══ EXCERPT TO READ ══
Both old and new versions beat built-in maps consistently for single inserts into maps up to 100 elements. While performance of CHAMP starts to become better for the largest dictionaries, it is more affected by outliers in its internal structure, making the 1k elements case particularly slow.

`from_list`

old / new	10	100	1k	10k	100k	1m
node / real	295/251ns	7.5/6.6us	96/82us	958/988us	17/11ms	259/139ms
bun / real	292/253ns	8.8/6.2us	104/59us	1.2/0.8ms	25/11ms	392/148ms
node / adjusted	244/165ns	4.2/4.5us	52/42us	801/419us	14/7.4ms	213/102ms
bun / adjusted	195/312ns	5.0/6.6us	65/70ns	853/532us	16/8.1ms	259/91ms

from_list shows the power of transients, making it over twice as fast than a copying implementation for large dictionaries. A version exceeding native Maps speed can be achieved, but would require making the single insert case slower.

`fold`

old / new	10	100	1k	10k	100k	1m
node	210/15ns	1.6/0.2us	15/0.9us	338/15us	2.6/0.3ms	51/2.0ms
bun	100/8.8ns	1.2/0.2us	12/0.9us	110/14us	1.9/0.4ms	39/3.9ms

The old fold implementation used to_list under the hood, so performance improved massively. Not only that, but the new dictionary can be iterated faster than built-in maps, too!

Discussion

All of the tested operations perform at least equally as fast as the current implementation. Most show significant performance increases as the dictionaries get bigger, but (except for insert) this doesn't seem to come at a cost for small dictionaries. While CHAMP features some highly specialized update routines, it is still less than half the amount of code as the current version.

Eliminating additional overhead, we can see that CHAMP can be competitive with built-in maps for get and insert operations up to dictionaries of around 1000 elements. Many of the benchmarks show a significant overhead for both result construction and isEquals. Both versions of the dictionary readily beat built-in maps once iteration or persistence is involved.

Future work

While the immediate space for optimizations has been thoroughly explored, there might still be improvements by finding better mutating algorithms, or by exploring caching with the MEMCHAMP variant. While equality already uses the internal structure of the map, I suspect that similar optimizations could be done to all set-like operations (merge, union, intersection, difference, etc), using the internal structure to quickly combine nodes instead of working on the element level.

Since bulk operations are particularly fast, I think adding the missing merge_list or insert_from_list function might be useful. To avoid the overhead from results, a function similar to get_or_default could be provided.
═══
▶ **OBJECTIVE 1**:
In the entries, render the lines from the one containing "Planogram-check task. Target: shrub" through the one containing "point(139, 226)", inclusive, as a JSON list of strings with one string per line and no blank lines.
▶ **OBJECTIVE 2**:
Resume the CHAMP benchmark write-up from its final sentence and keep going.
══ EXERCISE MATERIALS ══
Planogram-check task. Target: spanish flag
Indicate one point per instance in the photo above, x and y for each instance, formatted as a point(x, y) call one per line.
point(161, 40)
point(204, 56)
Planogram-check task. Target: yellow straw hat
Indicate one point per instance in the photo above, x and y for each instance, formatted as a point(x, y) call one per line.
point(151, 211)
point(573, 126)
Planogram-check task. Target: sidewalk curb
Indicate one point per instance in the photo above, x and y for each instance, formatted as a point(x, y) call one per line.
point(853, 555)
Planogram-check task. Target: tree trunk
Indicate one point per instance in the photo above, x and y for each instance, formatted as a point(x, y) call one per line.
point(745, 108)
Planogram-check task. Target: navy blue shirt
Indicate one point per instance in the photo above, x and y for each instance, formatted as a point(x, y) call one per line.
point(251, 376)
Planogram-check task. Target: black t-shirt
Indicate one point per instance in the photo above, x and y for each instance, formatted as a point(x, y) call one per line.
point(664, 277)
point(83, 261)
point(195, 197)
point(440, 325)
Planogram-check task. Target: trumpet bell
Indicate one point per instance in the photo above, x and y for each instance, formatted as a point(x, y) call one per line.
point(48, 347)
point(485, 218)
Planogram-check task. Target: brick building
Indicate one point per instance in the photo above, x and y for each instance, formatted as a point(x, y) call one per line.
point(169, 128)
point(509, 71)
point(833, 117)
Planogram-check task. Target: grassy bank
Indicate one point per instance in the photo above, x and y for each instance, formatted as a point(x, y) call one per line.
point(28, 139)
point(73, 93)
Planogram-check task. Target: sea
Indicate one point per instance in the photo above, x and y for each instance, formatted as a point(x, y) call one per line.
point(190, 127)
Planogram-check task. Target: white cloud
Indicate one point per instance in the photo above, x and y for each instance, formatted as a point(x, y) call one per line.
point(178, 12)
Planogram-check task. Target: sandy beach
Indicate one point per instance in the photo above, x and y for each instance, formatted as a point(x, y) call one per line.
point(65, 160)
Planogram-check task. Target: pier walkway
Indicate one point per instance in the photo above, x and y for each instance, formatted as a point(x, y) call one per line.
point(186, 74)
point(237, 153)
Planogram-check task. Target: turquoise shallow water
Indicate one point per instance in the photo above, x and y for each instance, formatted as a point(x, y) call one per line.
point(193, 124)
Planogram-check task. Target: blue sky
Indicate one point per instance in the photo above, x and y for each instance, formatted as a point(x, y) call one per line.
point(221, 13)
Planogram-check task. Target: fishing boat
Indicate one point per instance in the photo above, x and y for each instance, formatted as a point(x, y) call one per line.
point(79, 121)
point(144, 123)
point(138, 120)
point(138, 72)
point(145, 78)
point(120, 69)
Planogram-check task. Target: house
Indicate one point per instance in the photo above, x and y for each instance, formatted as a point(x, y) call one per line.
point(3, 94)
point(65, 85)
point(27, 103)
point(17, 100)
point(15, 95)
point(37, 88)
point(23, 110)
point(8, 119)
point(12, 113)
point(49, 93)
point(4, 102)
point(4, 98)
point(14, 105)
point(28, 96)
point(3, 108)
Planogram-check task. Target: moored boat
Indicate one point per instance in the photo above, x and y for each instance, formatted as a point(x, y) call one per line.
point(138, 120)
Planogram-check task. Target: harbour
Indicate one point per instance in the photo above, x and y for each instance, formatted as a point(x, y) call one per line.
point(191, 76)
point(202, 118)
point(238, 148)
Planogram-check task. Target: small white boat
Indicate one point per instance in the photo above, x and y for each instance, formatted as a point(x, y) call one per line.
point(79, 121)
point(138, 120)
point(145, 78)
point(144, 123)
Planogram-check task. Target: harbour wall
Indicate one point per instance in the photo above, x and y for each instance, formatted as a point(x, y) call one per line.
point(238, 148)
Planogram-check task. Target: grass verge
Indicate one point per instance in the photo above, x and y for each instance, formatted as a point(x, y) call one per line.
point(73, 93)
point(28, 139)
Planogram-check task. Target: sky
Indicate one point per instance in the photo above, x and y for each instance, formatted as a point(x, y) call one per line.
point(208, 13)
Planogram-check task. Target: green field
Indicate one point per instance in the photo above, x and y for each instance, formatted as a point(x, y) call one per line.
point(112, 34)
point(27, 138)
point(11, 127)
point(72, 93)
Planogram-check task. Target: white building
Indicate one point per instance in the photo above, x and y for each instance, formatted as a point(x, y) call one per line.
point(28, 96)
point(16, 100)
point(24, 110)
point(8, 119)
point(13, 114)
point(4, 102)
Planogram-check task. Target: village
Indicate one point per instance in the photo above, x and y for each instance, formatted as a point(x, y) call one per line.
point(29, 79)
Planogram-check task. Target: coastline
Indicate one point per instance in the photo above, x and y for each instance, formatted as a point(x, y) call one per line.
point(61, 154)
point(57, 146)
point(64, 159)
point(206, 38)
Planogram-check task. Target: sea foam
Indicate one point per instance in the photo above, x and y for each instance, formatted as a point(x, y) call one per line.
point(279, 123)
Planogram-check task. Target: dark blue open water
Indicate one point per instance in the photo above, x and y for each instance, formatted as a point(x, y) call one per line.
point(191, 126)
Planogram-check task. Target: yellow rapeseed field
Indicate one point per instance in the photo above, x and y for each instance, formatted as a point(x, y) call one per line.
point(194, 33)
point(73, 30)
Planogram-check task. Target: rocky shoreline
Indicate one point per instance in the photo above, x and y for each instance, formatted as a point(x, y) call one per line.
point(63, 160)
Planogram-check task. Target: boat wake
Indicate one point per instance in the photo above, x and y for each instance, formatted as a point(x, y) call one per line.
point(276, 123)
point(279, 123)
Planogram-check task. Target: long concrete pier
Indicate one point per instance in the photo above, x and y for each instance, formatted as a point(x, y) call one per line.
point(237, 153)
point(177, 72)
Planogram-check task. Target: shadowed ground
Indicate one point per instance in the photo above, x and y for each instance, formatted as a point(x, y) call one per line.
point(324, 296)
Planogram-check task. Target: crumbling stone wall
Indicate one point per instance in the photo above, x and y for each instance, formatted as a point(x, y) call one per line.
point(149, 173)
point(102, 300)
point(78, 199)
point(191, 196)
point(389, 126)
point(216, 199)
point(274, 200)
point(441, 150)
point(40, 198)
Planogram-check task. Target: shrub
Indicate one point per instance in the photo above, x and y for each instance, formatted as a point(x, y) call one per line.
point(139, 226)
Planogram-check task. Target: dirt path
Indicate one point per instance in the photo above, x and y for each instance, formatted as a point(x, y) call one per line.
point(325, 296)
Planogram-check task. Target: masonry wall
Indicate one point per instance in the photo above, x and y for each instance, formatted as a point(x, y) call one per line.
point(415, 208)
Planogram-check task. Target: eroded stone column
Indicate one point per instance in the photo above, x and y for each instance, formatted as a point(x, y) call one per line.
═══
▶ **WRITTEN REPLY 1**:
[
  "Planogram-check task. Target: shrub",
  "Indicate one point per instance in the photo above, x and y for each instance, formatted as a point(x, y) call one per line.",
  "point(139, 226)"
]

▶ **WRITTEN REPLY 2**:
Moving dictionary into the compiler and parameterising it over the used getHash and isEquals function would allow the compiler to inject monomorphised versions of these functions for the concrete key type used, skipping the generic implementations alltogether. Long term, escape analysis or similar techniques could be used to insert transients automatically.

While working on the dictionary, I noticed that the tag is ignored for the hash code of all custom types, meaning that Ok(0) or Error(0) hash to the same value. This mostly affects variants without attached data, which all hash to 0, causing the dictionary to degrade to a linear search. I'll open up a discussion at some point since I have some additional thought about the hash an equals functions ^^

Related work

The results presented here and by Steindorfer and Vinju have been confirmed independently by the Scala, Closure and ClosureScript communities, all implementing a variant of CHAMP as their default HashMap implementation. I also referenced this Go implementation for their handling of transients.

Appendix: Benchmark Code

Benchmark code

import { run, bench, boxplot, lineplot, summary, do_not_optimize } from "mitata";
import * as New from "./build/dev/javascript/gleam_stdlib/gleam/dict.mjs";
import * as Old from "./old-dict.mjs";

import * as List from "./build/dev/javascript/gleam_stdlib/gleam/list.mjs";
import { toList } from "./build/dev/javascript/prelude.mjs";

lineplot(() => {
  summary(() => {
    bench(`new.get($size)`, function* (state) {
      const size = state.get("size");
      const dict = New.from_list(List.map(List.range(1, size), (i) => [i, i]));
      yield {
        [0]: () =>
          Array.from(
            { length: 1000 },
            () => 1 + Math.trunc(Math.random() * size),
          ),
        bench: (is) => {
          for (let i = 0; i < 1000; ++i) do_not_optimize(New.get(dict, is[i]));
        },
      };
    })
      .range("size", 10, 1000000, 10)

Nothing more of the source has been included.